**Set exercise:**
Report each line below that contains the word "rear", copying every such line in full. Case counts when matching.

**Data shown:**

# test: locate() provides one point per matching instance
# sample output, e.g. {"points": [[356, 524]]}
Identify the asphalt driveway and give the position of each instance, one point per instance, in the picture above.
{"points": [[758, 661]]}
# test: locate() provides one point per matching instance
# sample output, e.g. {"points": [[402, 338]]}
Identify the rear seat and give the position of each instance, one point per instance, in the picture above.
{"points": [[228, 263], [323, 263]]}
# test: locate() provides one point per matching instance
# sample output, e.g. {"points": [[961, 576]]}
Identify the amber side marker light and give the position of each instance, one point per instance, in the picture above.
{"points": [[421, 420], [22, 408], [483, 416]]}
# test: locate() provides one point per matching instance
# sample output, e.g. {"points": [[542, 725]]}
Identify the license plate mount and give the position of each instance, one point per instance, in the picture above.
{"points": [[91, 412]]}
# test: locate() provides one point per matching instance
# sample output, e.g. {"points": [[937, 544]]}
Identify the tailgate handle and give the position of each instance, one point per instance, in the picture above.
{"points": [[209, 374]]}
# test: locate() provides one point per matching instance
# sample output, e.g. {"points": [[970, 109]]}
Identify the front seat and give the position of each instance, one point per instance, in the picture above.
---
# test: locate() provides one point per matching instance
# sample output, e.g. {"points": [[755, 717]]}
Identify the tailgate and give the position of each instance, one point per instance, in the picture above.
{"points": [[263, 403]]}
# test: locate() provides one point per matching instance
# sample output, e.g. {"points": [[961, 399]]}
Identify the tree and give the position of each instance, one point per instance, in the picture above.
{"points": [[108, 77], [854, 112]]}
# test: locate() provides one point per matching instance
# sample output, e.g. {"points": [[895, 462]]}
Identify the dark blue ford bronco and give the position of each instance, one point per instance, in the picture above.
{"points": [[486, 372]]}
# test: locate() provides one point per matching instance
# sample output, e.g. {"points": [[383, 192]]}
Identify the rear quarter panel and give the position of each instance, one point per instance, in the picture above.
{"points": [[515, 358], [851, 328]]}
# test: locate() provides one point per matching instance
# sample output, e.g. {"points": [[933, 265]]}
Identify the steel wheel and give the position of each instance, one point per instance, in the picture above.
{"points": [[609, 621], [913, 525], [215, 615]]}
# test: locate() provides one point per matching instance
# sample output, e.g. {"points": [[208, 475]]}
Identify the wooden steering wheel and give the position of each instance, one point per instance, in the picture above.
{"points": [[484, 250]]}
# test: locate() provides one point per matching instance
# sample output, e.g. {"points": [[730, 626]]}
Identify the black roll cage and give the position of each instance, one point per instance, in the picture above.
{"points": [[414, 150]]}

**Answer to the task:**
Identify the rear seat and give the position of each instance, one point per instance, in the picture above.
Identify the rear quarter panel and give the position of each instance, one point per instance, in the picture above.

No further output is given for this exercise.